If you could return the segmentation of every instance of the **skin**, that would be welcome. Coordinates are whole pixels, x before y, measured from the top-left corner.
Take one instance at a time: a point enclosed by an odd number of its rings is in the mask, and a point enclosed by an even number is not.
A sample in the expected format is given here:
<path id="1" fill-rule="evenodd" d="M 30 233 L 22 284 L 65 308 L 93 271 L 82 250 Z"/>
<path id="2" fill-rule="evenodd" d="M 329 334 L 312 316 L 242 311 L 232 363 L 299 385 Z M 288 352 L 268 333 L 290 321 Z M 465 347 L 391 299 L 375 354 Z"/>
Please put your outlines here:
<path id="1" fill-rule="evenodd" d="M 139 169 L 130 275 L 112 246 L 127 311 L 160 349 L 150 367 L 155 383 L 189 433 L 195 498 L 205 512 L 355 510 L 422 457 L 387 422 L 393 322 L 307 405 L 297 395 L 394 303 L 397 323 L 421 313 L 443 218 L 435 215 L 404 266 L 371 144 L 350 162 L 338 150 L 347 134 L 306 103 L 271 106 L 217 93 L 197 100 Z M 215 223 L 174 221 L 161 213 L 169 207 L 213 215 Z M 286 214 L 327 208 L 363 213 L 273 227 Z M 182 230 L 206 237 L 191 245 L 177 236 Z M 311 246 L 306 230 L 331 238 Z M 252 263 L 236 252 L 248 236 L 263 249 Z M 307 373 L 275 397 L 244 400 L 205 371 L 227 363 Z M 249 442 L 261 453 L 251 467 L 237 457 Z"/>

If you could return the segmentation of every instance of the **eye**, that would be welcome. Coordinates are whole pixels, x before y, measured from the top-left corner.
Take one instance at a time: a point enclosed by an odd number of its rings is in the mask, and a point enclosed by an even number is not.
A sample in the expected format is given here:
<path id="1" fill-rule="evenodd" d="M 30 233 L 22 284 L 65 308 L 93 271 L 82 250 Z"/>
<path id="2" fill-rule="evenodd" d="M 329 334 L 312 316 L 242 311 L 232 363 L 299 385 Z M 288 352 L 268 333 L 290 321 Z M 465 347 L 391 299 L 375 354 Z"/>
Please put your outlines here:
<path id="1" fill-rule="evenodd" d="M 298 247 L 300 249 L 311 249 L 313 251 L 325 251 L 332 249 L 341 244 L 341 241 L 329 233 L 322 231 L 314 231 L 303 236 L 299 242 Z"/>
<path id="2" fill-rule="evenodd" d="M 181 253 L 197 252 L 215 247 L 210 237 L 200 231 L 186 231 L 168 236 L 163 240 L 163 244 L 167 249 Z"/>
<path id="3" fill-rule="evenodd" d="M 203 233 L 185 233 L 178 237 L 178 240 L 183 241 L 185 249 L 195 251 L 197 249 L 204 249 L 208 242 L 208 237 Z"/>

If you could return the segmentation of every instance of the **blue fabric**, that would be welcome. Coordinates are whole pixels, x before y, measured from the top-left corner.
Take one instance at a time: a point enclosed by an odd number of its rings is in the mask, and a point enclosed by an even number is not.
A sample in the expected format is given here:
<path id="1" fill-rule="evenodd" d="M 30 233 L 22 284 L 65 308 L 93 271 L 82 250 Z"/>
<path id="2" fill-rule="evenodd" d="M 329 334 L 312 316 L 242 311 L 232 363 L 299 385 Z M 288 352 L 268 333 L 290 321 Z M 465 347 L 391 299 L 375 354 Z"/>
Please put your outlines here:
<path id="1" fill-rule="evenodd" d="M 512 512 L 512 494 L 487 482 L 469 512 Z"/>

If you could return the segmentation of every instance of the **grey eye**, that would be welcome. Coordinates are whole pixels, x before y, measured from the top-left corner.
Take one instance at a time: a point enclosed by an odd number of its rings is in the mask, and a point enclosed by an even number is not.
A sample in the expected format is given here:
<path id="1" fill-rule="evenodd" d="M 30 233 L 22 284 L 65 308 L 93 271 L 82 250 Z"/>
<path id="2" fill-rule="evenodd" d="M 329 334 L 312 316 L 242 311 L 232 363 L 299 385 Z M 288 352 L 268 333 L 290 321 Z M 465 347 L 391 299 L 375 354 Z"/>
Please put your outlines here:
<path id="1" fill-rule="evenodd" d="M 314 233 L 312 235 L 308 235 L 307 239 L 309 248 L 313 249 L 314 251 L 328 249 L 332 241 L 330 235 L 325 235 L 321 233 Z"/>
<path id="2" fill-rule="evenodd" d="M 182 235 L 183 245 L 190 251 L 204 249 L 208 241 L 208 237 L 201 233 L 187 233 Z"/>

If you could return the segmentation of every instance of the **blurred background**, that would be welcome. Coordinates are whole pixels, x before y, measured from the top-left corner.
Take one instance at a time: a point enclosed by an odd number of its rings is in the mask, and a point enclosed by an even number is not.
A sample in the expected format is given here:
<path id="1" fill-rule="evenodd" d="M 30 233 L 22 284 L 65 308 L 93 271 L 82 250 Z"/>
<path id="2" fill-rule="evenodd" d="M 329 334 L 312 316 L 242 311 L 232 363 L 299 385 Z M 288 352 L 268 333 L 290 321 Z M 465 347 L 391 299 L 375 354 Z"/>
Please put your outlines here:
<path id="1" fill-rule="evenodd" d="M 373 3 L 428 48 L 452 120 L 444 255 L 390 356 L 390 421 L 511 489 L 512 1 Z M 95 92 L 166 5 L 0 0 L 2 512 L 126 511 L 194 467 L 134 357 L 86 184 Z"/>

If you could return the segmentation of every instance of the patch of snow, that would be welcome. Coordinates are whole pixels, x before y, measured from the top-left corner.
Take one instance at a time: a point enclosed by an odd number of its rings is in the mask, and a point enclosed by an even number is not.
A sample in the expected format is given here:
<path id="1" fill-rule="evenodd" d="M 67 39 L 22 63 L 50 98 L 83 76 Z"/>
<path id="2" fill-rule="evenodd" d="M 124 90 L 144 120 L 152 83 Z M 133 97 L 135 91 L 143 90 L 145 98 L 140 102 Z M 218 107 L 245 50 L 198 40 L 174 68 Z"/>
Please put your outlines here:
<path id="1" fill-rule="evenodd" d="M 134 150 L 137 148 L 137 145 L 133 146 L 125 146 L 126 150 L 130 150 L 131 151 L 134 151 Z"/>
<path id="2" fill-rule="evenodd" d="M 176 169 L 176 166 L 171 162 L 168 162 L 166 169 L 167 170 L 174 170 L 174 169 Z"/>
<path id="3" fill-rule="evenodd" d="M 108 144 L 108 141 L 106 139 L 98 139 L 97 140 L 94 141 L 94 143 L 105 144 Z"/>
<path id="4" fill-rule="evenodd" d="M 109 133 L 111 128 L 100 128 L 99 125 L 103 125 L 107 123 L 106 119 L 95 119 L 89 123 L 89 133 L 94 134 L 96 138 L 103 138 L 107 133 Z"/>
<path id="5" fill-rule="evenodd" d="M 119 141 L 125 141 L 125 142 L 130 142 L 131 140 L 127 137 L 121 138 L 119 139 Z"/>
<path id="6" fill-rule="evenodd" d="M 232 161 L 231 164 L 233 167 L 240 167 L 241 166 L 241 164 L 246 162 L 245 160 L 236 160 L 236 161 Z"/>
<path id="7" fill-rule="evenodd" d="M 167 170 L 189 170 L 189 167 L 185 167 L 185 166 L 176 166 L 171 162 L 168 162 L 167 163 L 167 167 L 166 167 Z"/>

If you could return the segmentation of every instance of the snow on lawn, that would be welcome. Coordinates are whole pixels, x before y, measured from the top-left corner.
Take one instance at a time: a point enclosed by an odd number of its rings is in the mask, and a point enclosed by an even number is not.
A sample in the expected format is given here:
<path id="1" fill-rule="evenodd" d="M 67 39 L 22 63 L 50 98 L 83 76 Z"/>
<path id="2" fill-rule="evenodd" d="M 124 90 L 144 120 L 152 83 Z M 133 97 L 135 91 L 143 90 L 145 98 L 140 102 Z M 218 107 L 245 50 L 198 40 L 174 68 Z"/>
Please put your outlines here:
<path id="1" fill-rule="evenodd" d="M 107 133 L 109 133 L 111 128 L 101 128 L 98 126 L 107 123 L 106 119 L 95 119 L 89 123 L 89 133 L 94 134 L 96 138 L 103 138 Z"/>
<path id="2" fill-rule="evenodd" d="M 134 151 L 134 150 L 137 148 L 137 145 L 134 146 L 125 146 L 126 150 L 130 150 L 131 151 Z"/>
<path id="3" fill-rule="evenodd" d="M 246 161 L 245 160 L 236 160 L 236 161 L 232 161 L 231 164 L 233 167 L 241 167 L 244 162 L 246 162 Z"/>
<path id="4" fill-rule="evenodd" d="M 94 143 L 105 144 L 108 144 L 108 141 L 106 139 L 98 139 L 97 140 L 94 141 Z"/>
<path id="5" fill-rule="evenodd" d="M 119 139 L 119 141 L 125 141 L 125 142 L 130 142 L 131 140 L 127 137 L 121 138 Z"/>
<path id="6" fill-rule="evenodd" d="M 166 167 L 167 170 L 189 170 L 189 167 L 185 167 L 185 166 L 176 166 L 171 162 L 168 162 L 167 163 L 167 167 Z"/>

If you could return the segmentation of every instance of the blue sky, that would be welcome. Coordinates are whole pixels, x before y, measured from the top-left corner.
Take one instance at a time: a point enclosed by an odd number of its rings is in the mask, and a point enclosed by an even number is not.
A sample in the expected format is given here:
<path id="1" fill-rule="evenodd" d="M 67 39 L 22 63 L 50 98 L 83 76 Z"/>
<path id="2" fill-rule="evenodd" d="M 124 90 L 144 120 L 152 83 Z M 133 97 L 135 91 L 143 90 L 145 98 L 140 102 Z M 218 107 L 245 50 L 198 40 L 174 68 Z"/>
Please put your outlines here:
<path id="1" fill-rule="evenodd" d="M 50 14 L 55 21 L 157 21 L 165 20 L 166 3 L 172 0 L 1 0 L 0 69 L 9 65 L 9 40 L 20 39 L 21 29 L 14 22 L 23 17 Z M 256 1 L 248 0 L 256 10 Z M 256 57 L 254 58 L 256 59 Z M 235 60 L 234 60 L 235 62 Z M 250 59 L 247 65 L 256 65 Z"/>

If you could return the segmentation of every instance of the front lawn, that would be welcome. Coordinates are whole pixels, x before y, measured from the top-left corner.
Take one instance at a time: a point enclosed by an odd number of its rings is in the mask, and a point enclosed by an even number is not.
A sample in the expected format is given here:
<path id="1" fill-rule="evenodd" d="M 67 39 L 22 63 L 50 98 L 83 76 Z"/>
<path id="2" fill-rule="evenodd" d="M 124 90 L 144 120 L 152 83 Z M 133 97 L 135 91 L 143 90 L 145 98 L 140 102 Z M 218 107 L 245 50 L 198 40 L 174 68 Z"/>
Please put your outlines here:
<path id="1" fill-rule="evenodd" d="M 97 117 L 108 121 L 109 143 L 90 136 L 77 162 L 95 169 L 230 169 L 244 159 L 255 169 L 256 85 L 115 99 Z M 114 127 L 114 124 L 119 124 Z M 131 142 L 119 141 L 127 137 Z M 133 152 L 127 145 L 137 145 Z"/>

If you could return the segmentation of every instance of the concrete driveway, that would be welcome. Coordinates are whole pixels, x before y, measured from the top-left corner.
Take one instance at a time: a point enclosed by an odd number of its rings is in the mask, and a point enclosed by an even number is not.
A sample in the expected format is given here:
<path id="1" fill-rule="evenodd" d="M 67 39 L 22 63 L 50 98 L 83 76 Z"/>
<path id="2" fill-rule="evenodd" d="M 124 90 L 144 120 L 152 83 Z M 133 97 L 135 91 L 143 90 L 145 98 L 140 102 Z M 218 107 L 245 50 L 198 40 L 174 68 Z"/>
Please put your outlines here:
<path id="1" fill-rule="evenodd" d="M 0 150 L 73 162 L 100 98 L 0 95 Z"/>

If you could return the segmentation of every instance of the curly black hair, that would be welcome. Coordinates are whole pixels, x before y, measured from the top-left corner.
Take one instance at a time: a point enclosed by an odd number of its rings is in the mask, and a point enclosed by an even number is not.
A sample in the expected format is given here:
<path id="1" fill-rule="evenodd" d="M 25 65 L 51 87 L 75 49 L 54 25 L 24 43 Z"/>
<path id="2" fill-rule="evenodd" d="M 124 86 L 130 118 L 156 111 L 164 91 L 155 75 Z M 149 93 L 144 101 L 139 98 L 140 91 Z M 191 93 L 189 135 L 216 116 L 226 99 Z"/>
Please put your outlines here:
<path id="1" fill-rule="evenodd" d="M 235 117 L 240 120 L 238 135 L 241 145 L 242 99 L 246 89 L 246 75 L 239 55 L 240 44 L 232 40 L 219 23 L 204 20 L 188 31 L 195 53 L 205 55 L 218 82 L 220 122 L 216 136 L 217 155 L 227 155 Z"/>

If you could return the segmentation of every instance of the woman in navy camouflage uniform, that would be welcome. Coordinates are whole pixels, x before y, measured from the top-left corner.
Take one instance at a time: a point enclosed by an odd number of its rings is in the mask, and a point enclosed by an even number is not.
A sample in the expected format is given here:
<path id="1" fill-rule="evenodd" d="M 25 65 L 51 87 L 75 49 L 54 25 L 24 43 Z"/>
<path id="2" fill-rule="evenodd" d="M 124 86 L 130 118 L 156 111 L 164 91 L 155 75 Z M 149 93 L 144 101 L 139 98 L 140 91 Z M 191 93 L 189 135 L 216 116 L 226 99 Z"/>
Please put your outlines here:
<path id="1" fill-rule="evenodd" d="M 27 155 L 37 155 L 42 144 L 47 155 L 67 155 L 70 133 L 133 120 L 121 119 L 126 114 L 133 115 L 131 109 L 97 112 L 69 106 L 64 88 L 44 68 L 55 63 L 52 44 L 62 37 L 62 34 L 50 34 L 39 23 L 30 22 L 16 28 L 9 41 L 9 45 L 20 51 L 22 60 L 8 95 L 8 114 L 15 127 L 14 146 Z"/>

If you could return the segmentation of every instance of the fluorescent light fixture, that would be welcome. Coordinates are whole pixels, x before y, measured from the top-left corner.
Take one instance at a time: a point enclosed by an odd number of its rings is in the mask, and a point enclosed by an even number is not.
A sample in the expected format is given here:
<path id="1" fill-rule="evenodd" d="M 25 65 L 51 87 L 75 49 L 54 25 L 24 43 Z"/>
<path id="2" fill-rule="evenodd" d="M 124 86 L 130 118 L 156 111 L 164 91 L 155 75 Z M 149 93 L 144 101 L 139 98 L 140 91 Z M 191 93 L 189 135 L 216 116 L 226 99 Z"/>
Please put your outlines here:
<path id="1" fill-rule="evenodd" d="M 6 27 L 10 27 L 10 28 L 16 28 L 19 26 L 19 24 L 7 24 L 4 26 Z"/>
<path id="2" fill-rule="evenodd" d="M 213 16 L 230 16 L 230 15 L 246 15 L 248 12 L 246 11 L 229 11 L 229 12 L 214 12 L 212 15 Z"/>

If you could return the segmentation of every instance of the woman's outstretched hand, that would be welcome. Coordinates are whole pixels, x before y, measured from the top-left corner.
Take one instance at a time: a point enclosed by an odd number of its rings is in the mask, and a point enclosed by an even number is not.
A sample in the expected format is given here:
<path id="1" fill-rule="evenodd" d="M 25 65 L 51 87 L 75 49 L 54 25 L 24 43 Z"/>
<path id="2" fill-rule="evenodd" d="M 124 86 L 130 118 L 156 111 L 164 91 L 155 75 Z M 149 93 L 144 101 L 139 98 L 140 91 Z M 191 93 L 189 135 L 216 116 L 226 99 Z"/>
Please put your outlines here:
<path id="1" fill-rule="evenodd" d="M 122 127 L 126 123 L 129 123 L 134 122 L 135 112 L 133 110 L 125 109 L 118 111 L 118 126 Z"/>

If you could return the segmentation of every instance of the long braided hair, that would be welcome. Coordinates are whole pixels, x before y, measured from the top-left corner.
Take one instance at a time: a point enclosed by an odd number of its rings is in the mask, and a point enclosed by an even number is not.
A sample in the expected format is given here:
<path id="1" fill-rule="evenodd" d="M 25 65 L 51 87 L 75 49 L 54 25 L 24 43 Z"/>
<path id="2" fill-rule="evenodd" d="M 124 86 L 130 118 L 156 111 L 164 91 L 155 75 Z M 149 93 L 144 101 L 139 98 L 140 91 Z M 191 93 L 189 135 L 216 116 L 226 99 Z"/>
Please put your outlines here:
★ ★ ★ ★
• Direction: Reproduce the data above without any changes, starting at the line that contains "of the **grey" and continuing up to and including the line that contains "182 235 L 183".

• Solution to this problem:
If you could return the segmentation of every instance of the **grey eye**, that would be welcome. Coordinates are whole pixels, x before y, measured from the top-left corner.
Take one instance at a time: a point enclosed by an odd number of its rings is in the mask, and a point enclosed by an even number is not.
A sample in the expected format is given here:
<path id="1" fill-rule="evenodd" d="M 30 233 L 22 284 L 65 308 L 93 271 L 82 250 Z"/>
<path id="2" fill-rule="evenodd" d="M 329 334 L 312 316 L 242 311 L 232 363 L 299 385 Z M 288 352 L 268 333 L 290 321 Z M 465 347 L 391 299 L 375 354 Z"/>
Please put your outlines here:
<path id="1" fill-rule="evenodd" d="M 314 233 L 312 235 L 308 235 L 307 239 L 309 248 L 313 249 L 314 251 L 328 249 L 332 241 L 330 235 L 325 235 L 321 233 Z"/>
<path id="2" fill-rule="evenodd" d="M 182 235 L 183 245 L 190 251 L 204 249 L 208 241 L 208 237 L 201 233 L 187 233 Z"/>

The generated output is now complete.